Segment Start: Material supplied

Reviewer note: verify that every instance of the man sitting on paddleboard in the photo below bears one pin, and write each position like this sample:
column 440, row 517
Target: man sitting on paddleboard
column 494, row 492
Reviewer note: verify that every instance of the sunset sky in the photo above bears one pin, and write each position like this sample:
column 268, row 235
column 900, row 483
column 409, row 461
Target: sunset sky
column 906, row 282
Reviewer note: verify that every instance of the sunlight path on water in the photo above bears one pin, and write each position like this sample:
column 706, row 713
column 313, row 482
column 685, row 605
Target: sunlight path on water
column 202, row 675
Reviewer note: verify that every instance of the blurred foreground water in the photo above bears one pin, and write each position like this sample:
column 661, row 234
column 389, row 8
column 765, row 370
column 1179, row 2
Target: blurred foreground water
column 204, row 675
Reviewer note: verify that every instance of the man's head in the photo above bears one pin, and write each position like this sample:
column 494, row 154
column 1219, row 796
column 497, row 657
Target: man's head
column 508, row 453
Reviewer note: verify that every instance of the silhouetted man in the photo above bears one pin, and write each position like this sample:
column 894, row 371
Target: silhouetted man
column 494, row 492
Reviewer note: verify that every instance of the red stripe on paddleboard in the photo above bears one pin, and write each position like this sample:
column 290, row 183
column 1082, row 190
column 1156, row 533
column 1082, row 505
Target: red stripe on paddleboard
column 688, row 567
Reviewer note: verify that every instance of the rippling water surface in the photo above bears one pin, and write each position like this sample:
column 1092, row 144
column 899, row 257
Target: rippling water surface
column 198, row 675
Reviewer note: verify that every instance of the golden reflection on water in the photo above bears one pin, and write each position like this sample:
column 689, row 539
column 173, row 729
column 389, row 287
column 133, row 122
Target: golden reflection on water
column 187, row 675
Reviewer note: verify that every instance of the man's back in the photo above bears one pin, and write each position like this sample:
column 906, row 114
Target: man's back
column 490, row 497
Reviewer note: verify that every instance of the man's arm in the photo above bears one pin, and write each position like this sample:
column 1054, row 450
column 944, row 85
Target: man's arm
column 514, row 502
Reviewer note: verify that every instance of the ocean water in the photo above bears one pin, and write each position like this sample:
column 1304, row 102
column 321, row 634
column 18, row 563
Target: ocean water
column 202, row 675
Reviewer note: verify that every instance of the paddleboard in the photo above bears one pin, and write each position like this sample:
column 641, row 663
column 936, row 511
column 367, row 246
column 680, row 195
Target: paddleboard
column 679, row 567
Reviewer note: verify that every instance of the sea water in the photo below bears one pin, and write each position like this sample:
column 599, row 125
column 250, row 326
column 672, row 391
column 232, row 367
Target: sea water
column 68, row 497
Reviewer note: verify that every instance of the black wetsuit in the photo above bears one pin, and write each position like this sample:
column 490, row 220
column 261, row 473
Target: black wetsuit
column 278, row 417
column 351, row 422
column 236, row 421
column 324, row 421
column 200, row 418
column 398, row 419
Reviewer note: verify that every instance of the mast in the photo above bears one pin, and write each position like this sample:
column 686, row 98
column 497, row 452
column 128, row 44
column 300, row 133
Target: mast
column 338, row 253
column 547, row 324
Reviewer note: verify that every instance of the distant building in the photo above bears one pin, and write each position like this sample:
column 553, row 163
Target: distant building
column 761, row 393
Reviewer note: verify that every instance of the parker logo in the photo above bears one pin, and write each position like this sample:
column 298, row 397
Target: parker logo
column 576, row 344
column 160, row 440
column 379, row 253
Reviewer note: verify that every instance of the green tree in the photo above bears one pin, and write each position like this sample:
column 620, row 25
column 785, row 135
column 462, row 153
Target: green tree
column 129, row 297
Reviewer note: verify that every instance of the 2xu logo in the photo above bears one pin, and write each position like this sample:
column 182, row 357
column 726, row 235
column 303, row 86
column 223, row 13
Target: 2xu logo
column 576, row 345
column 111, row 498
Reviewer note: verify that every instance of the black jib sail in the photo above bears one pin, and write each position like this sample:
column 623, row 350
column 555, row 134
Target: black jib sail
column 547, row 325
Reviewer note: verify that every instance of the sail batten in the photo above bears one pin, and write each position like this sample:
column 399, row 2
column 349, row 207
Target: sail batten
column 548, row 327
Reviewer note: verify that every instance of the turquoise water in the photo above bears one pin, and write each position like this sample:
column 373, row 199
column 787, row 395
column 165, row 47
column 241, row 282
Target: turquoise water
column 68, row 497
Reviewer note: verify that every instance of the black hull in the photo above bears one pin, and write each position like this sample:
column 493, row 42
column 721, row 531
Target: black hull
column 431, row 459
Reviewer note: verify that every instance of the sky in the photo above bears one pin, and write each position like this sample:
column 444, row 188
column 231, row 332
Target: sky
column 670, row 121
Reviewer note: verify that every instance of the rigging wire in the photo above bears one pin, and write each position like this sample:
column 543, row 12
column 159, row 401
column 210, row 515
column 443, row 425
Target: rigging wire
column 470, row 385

Segment End: Material supplied

--- Task requirements ---
Retype exactly, and only, the lines from the line holding "column 543, row 12" through the last line of the data; both of those lines count.

--- Solved exercise ---
column 543, row 12
column 159, row 401
column 210, row 515
column 443, row 425
Target: rigging wire
column 470, row 385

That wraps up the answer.